### Task objective
Reproduce, word for word, the passage of the BIC 4-Color pen text below that starts with the words "If you’ve watched" and ends with "time to time.".

BIC® 4-Color™ Pen
Do you know someone who is obsessed with this pen?
If you’ve watched the 2024 filmed adaptation of the 2018 Trent Dalton novel Boy Swallows Universe (Netflix) you may have noticed the young hero Eli’s BIC® 4-Color™ pen making an appearance in his clenched writing hand from time to time.
The BIC 4-Color pen was created in 1970 and was meant to serve and stimulate French students’ writing by providing four colours in one pen. While seen as a novelty at first, people soon realised the utility of packaging four colours into one.
The pen was made to be affordable and, in those days, disposable. The first advertisement in France boasted “4 colours for only 3 francs”.
The “4C” had a little white ball at the top, representing the famous “Bic boy” head, from the trademark. In the 1970s it was used to dial the numbers on the old rotary phones. These days there’s a hole in that head, for use on a lanyard.




The pen is a favourite among students and nurses, who use different colours on medical charts for each shift.

### Given data
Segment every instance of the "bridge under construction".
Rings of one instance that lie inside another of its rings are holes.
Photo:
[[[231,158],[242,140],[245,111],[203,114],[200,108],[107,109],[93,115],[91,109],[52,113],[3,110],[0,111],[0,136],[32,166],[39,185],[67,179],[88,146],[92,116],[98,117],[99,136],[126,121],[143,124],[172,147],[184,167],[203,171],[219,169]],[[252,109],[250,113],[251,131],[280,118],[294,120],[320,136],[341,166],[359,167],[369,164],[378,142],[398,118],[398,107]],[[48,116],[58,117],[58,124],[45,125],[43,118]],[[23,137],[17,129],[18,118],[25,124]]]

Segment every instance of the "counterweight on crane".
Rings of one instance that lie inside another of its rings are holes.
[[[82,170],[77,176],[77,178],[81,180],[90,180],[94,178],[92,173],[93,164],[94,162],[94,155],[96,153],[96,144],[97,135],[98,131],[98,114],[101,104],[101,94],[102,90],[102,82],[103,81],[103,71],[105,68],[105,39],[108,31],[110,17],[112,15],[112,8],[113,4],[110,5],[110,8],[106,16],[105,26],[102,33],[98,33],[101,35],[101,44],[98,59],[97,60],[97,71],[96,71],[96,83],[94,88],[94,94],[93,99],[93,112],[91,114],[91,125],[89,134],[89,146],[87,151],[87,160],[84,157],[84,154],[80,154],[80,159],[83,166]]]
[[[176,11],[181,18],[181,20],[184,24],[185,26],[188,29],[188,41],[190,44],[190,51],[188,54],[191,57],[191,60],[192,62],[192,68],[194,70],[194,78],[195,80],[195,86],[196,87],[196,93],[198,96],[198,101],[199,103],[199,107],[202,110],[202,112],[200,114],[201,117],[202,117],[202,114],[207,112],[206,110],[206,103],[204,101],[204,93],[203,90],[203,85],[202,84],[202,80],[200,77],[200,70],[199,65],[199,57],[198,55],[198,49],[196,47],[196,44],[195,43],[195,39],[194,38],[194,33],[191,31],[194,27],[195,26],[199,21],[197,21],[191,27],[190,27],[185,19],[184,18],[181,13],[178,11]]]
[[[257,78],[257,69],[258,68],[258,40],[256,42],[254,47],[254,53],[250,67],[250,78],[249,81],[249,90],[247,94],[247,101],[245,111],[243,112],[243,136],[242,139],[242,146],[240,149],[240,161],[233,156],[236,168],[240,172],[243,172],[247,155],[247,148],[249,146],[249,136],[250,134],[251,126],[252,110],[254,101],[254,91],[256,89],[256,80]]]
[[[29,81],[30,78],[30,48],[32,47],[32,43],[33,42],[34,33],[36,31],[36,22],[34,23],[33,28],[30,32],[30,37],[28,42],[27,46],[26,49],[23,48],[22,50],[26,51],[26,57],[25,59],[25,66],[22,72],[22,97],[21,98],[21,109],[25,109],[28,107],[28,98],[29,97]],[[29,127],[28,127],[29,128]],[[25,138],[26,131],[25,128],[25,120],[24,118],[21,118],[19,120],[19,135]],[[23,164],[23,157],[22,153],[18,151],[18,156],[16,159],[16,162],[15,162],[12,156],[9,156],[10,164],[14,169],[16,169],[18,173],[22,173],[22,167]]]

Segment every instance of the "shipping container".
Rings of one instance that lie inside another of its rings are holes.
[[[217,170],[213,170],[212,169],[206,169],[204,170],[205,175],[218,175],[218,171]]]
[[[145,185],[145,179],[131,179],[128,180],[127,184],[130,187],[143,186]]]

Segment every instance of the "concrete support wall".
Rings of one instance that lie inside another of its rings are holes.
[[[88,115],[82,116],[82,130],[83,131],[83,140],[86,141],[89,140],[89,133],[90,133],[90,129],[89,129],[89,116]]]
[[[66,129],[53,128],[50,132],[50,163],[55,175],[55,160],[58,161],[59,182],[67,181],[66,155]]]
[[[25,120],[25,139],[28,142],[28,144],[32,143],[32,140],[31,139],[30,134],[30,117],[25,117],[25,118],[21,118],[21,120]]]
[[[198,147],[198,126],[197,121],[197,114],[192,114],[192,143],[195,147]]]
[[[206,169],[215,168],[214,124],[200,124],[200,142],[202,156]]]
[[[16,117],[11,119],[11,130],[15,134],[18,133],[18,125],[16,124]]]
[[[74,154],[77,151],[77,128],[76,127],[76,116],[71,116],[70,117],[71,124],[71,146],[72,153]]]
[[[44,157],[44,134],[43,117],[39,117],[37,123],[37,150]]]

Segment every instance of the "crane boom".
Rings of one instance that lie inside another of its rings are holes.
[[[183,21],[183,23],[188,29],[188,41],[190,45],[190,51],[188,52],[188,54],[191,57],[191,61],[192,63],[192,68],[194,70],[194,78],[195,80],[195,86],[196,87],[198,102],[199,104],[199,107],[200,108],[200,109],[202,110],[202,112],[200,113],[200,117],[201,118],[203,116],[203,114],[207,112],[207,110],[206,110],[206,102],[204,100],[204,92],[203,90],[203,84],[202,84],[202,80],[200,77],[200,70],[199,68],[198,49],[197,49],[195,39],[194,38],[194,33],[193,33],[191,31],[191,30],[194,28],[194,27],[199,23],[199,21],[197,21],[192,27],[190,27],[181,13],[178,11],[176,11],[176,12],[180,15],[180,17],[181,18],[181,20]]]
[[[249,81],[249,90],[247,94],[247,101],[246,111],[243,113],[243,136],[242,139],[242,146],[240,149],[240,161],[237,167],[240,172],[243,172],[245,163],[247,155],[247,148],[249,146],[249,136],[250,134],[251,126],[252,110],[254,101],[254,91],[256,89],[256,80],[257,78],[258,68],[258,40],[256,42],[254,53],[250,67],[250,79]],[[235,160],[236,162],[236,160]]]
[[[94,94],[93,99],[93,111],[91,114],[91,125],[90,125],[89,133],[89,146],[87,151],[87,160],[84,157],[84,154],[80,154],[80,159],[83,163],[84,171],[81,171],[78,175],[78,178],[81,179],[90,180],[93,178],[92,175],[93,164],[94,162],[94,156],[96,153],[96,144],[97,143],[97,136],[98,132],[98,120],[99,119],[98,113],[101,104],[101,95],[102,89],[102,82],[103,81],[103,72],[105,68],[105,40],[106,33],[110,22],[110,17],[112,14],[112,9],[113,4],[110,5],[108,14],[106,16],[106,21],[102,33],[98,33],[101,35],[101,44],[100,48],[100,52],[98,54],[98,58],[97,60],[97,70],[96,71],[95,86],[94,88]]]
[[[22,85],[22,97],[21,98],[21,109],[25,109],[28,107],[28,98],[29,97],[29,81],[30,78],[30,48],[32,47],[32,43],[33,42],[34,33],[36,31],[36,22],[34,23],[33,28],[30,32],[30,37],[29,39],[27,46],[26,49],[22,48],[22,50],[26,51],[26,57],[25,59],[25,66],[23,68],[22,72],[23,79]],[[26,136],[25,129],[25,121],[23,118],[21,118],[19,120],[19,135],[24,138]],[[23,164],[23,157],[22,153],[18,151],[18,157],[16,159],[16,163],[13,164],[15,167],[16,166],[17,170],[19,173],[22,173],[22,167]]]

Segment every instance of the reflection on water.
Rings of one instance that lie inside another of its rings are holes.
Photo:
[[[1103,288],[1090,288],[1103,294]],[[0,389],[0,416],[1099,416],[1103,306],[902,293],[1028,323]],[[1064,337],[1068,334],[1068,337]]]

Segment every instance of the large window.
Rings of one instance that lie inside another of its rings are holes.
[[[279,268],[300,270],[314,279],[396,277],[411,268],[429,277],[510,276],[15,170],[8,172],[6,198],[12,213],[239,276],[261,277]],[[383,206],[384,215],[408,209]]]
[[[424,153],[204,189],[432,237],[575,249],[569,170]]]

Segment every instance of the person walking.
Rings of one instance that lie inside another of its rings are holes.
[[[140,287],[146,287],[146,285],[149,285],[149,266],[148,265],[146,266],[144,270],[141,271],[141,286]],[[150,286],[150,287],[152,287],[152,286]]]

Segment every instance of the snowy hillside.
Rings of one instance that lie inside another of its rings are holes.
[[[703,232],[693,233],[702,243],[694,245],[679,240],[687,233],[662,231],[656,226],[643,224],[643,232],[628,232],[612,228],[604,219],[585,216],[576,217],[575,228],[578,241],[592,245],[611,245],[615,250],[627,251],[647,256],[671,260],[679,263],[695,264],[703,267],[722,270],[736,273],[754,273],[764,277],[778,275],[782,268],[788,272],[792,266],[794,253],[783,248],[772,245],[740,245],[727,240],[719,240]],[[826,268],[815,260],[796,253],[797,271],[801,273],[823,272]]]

### Your solution
If you’ve watched the 2024 filmed adaptation of the 2018 Trent Dalton novel Boy Swallows Universe (Netflix) you may have noticed the young hero Eli’s BIC® 4-Color™ pen making an appearance in his clenched writing hand from time to time.